* Supplied records
= = = = = = =
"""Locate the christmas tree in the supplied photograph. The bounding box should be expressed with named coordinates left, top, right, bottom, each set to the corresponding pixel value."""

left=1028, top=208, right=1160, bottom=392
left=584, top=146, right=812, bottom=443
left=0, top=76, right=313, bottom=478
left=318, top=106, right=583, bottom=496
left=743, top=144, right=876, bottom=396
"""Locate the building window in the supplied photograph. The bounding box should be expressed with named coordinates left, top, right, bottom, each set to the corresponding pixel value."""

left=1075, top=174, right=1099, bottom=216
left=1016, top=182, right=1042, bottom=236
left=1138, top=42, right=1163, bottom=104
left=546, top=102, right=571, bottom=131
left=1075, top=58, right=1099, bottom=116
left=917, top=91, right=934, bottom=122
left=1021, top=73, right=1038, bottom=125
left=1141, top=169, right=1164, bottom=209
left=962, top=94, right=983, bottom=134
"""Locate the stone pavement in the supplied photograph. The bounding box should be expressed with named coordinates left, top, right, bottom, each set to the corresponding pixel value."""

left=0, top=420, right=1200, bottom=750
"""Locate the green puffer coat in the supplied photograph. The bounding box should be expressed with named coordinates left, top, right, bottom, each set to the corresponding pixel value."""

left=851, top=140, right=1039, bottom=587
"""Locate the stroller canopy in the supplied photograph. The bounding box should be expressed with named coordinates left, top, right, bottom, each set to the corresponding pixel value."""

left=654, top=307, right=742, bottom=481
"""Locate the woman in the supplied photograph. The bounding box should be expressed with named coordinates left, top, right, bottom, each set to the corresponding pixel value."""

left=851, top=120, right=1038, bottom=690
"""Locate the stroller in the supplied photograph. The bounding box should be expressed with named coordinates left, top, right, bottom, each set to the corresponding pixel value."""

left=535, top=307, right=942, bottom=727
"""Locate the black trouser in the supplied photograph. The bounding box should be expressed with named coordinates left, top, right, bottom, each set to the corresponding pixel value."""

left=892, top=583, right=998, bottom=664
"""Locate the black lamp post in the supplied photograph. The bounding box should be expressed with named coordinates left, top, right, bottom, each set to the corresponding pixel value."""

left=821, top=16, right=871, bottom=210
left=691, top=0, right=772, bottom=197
= = = = = = =
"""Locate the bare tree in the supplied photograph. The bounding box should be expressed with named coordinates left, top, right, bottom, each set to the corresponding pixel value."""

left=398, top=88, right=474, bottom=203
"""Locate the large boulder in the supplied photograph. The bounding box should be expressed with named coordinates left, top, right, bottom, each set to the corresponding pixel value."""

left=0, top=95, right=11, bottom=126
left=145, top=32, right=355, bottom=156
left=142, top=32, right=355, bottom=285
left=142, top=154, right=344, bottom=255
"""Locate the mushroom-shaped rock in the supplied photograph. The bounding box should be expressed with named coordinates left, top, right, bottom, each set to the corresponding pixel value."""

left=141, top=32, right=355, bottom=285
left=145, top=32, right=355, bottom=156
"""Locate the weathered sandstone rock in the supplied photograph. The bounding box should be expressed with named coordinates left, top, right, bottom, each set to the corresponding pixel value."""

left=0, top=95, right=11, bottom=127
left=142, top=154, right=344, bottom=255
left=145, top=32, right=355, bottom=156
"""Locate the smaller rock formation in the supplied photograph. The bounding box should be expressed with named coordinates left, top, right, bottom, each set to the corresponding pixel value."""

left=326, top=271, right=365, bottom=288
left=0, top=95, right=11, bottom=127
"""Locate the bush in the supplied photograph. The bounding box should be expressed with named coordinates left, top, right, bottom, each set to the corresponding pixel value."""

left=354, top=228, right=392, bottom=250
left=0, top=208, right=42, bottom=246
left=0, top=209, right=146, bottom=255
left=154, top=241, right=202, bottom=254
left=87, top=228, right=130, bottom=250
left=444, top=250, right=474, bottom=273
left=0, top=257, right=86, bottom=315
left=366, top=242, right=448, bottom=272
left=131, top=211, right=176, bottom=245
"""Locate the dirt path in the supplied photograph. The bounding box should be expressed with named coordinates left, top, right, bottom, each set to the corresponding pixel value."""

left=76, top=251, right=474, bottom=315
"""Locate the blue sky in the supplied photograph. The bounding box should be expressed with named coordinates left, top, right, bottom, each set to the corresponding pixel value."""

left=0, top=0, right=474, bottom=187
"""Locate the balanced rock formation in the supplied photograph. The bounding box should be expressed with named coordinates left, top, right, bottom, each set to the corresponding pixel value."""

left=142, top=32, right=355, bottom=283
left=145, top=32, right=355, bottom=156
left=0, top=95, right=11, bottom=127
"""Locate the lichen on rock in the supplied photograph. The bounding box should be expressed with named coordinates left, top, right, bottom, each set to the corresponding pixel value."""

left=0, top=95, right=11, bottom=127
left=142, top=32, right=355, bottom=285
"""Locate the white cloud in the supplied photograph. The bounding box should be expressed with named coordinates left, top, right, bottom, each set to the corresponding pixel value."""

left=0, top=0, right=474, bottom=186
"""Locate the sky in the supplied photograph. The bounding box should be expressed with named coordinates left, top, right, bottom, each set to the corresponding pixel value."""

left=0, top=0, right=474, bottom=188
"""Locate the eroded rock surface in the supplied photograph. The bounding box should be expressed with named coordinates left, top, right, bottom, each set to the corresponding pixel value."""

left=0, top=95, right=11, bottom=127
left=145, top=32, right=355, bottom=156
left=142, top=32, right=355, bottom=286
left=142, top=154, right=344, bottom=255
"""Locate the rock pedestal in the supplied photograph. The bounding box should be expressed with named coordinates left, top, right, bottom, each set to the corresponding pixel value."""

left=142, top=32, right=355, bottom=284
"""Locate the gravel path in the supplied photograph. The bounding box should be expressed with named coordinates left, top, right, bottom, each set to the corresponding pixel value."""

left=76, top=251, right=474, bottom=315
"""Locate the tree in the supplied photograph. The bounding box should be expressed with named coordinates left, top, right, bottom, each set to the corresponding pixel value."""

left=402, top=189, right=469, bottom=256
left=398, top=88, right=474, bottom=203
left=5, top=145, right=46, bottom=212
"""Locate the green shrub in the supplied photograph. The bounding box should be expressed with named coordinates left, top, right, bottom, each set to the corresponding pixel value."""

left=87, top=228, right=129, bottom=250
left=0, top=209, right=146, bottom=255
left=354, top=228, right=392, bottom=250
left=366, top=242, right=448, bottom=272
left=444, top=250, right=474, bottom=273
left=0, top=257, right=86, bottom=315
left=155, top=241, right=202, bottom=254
= = = = = = =
Copy the records from the line with "the dirt path" to the line with "left=0, top=0, right=474, bottom=187", keeping every character unchanged.

"""Locate the dirt path in the supplied photograph. The bounding box should be expressed with named coordinates left, top, right, bottom, each set to the corresponding pixel value."""

left=76, top=251, right=474, bottom=315
"""Locate the blue sky in the supplied photograph. The bounding box should be expressed with named coordinates left, top, right, bottom, each set to the corresponding pixel value."""

left=0, top=0, right=474, bottom=187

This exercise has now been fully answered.